What you have to do:
Please repeat everything from "6. Unfair promotions" down to "an employee terminated." in the workplace discrimination text below, word for word.

Selected excerpt:
##########

4. Age discrimination
Such discriminatory treatment exists, for example, if a job advertisement explicitly seeks applicants of a certain age group. Different salary levels and unequal pay also constitute discrimination on the basis of age. The same applies if employees who are “too young” or “too old” are passed over for promotion. Age discrimination also takes place when supervisors make assumptions about the technical knowledge of older adults. Or when colleagues make derogatory remarks or jokes about people in a certain age group. These can all be a sign of discrimination.
5. Unequal pay
Did you know that it is your right to discuss your salary? All employees are entitled to this right, and it is protected by federal law. It allows you to find out if pay discrimination is taking place in your place of work by talking to colleagues. Perhaps it is very surprising to learn that a colleague in the same position and with the same experience as you earns much more? This unequal pay for equal work is a clear sign of discrimination.
6. Unfair promotions
All workers should have a fair chance to be promoted if they deserve it. So you could be facing job discrimination if you’ve worked hard for a number of years and have the skills for a higher position, but keep getting passed over. Take a look at the structure of the company: Do only men occupy managerial positions and do women remain in administrative positions? If you have demonstrated that you have the skills and interest to take on a higher position and are overlooked, this could be a sign of discriminatory practices.
7. Unfair disciplinary action
This happens when unjust criticism or unfair disciplinary action is taken against an employee. Sometimes the harassers are just acting out of an unconscious bias. Other employers use this strategy to build a paper trail and therefore a case and then have an employee terminated.
How can you prove discrimination in the workplace?
There are two types of evidence that can be used here:
- Direct evidence
Direct evidence of discriminatory action includes statements made by managers or supervisors directly linking the adverse action taken against you to your status as a protected person. Such evidence may be in the form of oral statements or statements in letters, an e-mail, or in memos.
- Indirect evidence (circumstantial evidence)
Because the likelihood of being able to present direct evidence is often relatively low, circumstantial evidence may be presented. This can be anything beyond direct statements by your employer that raises a presumption of discriminatory conduct.

##########

Source data:
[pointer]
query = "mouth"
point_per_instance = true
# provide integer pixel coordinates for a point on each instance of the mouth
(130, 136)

##########

Answer space:
6. Unfair promotions
All workers should have a fair chance to be promoted if they deserve it. So you could be facing job discrimination if you’ve worked hard for a number of years and have the skills for a higher position, but keep getting passed over. Take a look at the structure of the company: Do only men occupy managerial positions and do women remain in administrative positions? If you have demonstrated that you have the skills and interest to take on a higher position and are overlooked, this could be a sign of discriminatory practices.
7. Unfair disciplinary action
This happens when unjust criticism or unfair disciplinary action is taken against an employee. Sometimes the harassers are just acting out of an unconscious bias. Other employers use this strategy to build a paper trail and therefore a case and then have an employee terminated.